Input rows:
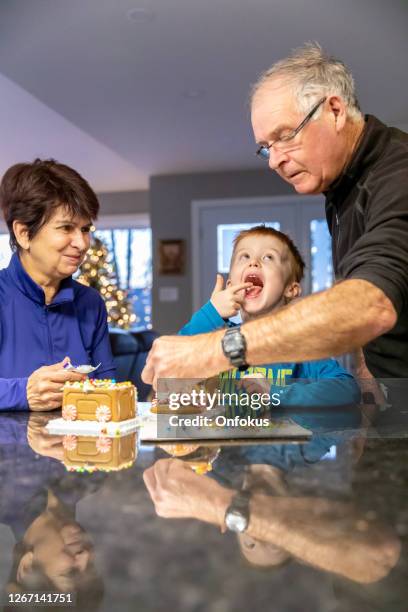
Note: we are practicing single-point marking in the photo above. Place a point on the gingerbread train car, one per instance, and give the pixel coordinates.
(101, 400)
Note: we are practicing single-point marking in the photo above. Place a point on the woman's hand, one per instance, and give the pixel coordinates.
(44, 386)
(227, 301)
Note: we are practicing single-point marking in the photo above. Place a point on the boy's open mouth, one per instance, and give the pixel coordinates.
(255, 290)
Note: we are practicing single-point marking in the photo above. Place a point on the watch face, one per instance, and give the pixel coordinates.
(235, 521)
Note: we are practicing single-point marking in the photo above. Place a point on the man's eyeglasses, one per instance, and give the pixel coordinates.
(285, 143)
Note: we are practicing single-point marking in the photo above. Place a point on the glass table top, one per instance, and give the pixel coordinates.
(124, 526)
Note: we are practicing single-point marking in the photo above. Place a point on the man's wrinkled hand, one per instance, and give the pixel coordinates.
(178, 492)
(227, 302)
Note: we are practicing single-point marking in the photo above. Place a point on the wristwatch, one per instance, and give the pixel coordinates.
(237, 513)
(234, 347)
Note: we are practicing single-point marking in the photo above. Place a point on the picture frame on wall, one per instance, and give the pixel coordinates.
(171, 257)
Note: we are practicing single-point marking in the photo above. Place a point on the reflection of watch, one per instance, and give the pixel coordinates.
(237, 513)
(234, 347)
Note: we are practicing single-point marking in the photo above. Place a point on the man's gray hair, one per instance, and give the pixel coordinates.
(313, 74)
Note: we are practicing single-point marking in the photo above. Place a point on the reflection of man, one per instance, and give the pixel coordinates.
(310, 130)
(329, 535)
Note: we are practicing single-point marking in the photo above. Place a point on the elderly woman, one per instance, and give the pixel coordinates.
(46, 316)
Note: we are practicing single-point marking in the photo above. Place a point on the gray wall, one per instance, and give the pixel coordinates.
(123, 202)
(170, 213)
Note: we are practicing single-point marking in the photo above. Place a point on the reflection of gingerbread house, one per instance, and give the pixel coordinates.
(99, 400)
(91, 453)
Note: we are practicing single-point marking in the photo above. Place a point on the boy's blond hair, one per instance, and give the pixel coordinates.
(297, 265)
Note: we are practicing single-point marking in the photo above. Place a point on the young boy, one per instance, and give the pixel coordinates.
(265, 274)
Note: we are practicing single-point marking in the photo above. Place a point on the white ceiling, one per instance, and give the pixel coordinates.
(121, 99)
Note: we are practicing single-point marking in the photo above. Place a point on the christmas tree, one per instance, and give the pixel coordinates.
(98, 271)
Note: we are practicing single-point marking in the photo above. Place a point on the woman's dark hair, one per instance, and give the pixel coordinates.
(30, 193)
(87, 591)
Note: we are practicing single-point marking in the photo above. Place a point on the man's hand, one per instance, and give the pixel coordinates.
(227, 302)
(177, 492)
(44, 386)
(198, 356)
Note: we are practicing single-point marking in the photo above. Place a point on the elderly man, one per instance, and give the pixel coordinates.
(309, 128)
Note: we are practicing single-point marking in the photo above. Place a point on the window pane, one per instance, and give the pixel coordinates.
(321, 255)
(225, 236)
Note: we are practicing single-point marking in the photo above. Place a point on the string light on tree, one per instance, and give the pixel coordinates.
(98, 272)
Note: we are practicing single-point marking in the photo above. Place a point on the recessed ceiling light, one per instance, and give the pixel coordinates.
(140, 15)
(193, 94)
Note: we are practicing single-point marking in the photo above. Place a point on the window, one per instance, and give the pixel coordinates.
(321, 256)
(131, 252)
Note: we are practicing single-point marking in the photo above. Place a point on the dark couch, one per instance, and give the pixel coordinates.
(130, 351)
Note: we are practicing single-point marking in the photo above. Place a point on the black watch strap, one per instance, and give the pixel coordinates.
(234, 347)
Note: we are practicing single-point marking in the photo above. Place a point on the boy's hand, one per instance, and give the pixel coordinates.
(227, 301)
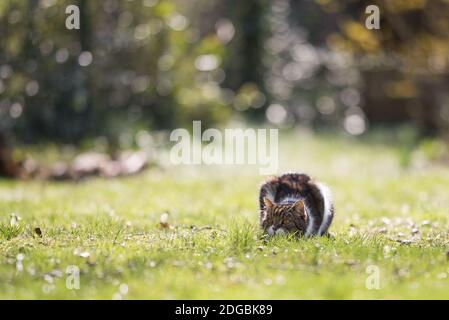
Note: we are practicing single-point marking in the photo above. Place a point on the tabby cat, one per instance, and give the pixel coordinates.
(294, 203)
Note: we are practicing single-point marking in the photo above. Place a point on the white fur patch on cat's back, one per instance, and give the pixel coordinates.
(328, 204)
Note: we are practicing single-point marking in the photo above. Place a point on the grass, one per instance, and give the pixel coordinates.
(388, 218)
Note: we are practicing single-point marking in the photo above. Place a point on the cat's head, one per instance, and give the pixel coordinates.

The request:
Add 82 to every coordinate in the answers and write out the part of the material that opens with the line containing "on the tabby" and closes with the last line of the material, requests included.

Expected answer:
Note: we are practicing single-point marking in the photo above. Place a point on the tabby cat, one per instance, and give the pixel coordinates.
(376, 285)
Note: we are practicing single-point marking in the photo above. Place a point on the white fur patch on cat's back, one per instance, and give the pixel coordinates.
(410, 286)
Note: we are practicing single-point marking in the photo above. Place a point on the grass, one per instance, and give the pixel coordinates.
(470, 300)
Note: we are practicing single-point marking in the photo above. Place a point on the cat's head, one per instance, and give the pixel coordinates.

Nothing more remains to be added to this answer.